(PAGE EXCERPT)

You are viewing a plain text version of this content. The canonical link for it is here.

Posted to user@flink.apache.org by Lasse Nedergaard <la...@gmail.com> on 2020/02/23 09:03:06 UTC

Batch reading from Cassandra

Hi.

We would like to do some batch analytics on our data set stored in Cassandra and are looking for an efficient way to load data from a single table. Not by key, but random 15%, 50% or 100% 
Data bricks has create an efficient way to load Cassandra data into Apache Spark and they are doing it by reading from the underlying SS tables to load in parallel. 
Do we have something similarly in Flink, or how is the most efficient way to load all, or many random data from a single Cassandra table into Flink? 

Any suggestions and/or recommendations is highly appreciated.

Thanks in advance

Lasse Nedergaard

Re: Batch reading from Cassandra

Posted by Piotr Nowojski <pi...@ververica.com>.

Hi,

I’m afraid that we don’t have any native support for reading from Cassandra at the moment. The only things that I could find, are streaming sinks [1][2].

Piotrek

[1] https://ci.apache.org/projects/flink/flink-docs-stable/dev/connectors/cassandra.html <https://ci.apache.org/projects/flink/flink-docs-stable/dev/connectors/cassandra.html>
[2] https://ci.apache.org/projects/flink/flink-docs-release-1.10/dev/table/connect.html#further-tablesources-and-tablesinks <https://ci.apache.org/projects/flink/flink-docs-release-1.10/dev/table/connect.html#further-tablesources-and-tablesinks>

> On 23 Feb 2020, at 10:03, Lasse Nedergaard <la...@gmail.com> wrote:
> 
> Hi.
> 
> We would like to do some batch analytics on our data set stored in Cassandra and are looking for an efficient way to load data from a single table. Not by key, but random 15%, 50% or 100% 
> Data bricks has create an efficient way to load Cassandra data into Apache Spark and they are doing it by reading from the underlying SS tables to load in parallel. 
> Do we have something similarly in Flink, or how is the most efficient way to load all, or many random data from a single Cassandra table into Flink? 
> 
> Any suggestions and/or recommendations is highly appreciated.
> 
> Thanks in advance
> 
> Lasse Nedergaard

(End PAGE EXCERPT)

*WHAT IS NEEDED*.
In the thread on batch reading from Cassandra, how does the original message say Databricks loads Cassandra data into Apache Spark efficiently?

(DATASET CONTENT)

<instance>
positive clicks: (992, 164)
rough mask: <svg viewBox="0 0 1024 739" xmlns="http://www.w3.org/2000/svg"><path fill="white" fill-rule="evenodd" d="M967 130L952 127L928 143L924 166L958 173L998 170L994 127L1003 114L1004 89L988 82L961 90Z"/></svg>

(End DATASET CONTENT)

*ANSWER AREA*.
It reads from the underlying SS tables to load the data in parallel.